[Annotated coordinate records]
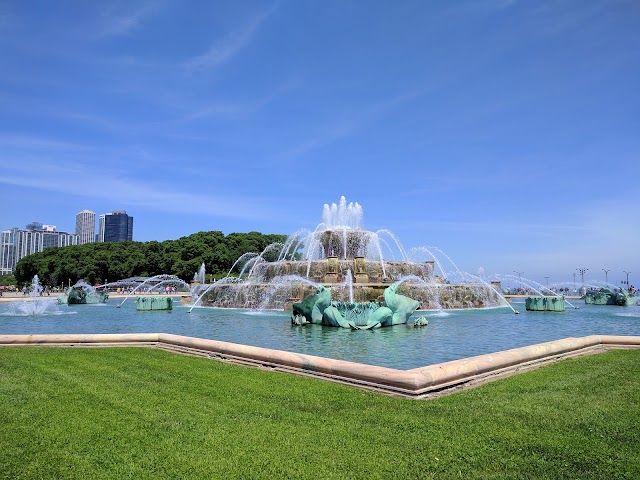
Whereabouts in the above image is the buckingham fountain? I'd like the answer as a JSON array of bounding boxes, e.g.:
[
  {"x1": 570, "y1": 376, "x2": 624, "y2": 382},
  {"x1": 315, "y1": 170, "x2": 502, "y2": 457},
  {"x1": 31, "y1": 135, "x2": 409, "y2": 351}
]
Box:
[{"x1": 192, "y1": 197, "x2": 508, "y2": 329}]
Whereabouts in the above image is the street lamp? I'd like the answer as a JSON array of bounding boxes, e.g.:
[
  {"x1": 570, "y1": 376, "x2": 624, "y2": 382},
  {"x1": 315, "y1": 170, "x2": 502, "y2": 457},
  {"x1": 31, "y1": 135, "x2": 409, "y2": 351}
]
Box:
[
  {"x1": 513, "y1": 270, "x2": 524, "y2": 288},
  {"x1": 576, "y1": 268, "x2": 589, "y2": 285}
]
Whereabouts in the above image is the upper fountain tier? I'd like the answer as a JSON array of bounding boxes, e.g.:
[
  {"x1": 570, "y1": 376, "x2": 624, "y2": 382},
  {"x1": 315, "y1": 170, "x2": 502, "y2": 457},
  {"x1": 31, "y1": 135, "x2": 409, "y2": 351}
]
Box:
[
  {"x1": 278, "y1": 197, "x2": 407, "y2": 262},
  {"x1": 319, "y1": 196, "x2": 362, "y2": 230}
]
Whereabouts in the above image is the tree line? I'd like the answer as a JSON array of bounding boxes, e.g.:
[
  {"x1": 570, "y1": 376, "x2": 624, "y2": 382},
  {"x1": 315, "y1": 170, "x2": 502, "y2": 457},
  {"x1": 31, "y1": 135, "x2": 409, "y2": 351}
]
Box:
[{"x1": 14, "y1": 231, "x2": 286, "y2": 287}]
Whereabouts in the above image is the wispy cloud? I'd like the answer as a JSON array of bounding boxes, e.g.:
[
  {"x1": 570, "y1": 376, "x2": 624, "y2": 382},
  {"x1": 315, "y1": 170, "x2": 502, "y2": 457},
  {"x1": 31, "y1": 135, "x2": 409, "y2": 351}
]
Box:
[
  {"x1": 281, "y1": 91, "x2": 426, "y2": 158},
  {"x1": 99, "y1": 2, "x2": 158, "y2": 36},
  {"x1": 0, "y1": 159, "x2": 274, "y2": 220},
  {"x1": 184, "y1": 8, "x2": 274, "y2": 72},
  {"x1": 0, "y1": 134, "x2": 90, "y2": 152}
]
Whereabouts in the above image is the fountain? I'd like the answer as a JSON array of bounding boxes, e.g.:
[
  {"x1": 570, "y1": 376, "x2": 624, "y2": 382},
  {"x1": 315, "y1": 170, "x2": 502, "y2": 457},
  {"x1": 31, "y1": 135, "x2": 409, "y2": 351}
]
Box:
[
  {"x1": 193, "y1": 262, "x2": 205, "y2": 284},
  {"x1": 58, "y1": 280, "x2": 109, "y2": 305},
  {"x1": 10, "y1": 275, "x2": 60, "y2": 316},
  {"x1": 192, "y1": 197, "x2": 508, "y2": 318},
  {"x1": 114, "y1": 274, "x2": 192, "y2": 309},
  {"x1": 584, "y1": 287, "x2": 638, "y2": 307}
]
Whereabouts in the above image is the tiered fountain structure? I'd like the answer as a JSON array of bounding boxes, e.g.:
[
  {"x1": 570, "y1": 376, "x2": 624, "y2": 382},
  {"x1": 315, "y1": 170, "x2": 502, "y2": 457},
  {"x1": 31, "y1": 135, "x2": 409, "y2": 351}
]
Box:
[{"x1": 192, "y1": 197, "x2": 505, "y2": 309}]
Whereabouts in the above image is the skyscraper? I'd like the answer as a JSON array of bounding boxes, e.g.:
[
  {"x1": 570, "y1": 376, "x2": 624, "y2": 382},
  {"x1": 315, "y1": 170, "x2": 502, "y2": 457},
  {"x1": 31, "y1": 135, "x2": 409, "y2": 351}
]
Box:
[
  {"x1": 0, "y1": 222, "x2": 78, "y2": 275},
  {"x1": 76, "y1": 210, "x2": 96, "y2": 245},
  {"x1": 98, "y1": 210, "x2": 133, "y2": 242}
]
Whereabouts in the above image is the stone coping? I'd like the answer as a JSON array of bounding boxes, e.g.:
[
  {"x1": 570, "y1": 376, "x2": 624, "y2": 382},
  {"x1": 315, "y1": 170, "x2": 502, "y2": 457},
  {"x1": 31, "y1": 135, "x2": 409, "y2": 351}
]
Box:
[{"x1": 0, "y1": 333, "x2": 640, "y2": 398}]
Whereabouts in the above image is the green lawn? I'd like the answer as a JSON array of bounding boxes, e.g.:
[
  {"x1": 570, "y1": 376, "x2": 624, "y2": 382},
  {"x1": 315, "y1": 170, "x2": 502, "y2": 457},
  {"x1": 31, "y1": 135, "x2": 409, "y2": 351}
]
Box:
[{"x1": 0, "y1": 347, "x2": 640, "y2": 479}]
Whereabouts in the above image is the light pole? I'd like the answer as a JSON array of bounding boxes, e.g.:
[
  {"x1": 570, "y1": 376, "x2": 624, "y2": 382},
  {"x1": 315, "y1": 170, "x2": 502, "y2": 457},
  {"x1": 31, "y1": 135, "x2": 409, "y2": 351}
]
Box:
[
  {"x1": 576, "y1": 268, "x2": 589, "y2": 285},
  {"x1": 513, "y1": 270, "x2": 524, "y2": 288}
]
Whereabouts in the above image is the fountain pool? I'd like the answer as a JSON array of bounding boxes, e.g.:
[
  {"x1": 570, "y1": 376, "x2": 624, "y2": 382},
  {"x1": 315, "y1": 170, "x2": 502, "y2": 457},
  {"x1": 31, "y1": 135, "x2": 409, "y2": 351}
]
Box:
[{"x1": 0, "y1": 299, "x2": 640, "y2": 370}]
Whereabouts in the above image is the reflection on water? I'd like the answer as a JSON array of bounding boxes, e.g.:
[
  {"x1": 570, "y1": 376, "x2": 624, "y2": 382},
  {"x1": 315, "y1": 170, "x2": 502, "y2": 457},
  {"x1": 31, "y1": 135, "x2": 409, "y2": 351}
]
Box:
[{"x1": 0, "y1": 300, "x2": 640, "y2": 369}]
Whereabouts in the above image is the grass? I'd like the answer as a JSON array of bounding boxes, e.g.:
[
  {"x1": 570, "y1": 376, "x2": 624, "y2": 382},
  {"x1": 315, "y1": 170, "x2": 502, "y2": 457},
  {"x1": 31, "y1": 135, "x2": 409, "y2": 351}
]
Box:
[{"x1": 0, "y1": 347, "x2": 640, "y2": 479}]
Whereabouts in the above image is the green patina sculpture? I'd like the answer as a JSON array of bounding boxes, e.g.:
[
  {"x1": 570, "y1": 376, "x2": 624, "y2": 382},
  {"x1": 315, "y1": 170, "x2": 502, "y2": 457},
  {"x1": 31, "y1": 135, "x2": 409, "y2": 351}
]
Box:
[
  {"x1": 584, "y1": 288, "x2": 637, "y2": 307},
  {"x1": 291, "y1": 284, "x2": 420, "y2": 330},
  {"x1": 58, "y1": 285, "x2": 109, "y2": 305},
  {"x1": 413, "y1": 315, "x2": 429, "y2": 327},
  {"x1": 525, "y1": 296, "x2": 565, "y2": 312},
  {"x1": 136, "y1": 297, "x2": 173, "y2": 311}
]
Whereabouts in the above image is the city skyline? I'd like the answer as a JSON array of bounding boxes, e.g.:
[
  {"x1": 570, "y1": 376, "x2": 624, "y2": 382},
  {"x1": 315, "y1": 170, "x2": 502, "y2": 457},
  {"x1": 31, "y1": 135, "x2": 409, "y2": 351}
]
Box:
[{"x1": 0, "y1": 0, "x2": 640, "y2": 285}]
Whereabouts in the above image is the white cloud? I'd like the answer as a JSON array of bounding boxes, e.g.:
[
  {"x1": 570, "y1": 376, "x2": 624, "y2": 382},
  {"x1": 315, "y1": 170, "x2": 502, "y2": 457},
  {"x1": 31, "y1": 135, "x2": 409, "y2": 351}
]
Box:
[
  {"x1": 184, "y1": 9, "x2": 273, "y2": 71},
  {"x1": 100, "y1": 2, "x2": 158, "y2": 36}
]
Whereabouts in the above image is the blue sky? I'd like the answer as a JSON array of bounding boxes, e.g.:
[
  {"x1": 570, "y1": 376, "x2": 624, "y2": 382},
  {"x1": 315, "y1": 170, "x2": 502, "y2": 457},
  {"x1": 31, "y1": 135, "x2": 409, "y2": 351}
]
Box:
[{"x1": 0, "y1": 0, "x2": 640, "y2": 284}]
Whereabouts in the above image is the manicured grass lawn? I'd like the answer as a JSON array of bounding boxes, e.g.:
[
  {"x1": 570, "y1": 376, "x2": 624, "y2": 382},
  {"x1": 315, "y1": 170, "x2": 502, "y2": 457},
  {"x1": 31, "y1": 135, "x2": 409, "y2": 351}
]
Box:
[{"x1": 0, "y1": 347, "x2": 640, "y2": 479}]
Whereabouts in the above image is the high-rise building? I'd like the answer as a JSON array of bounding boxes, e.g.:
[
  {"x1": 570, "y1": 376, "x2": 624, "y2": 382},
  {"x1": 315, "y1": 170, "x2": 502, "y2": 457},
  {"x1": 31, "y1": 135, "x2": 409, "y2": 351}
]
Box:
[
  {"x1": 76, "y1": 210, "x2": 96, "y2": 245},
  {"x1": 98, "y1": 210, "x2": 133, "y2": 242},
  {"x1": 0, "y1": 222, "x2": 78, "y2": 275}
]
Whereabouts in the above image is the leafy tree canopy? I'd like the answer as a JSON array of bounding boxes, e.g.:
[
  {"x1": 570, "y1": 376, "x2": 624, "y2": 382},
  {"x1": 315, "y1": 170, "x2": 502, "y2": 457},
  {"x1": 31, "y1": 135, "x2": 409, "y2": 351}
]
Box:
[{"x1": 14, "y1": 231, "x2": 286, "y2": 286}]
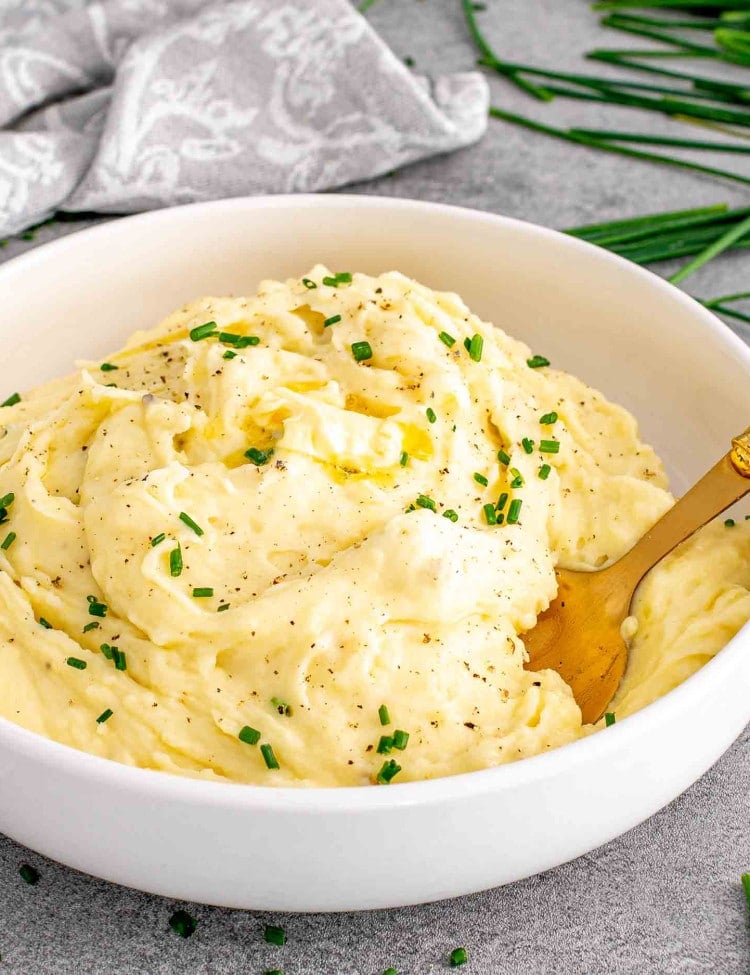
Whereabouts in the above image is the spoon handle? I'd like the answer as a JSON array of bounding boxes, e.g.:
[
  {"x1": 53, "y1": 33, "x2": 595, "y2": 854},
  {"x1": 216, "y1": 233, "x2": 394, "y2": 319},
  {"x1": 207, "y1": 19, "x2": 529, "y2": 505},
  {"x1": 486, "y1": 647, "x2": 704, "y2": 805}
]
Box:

■ Do this:
Tally the lines of the records that contain the word "green", treating case as significant, and give only the number.

■ Exercise output:
2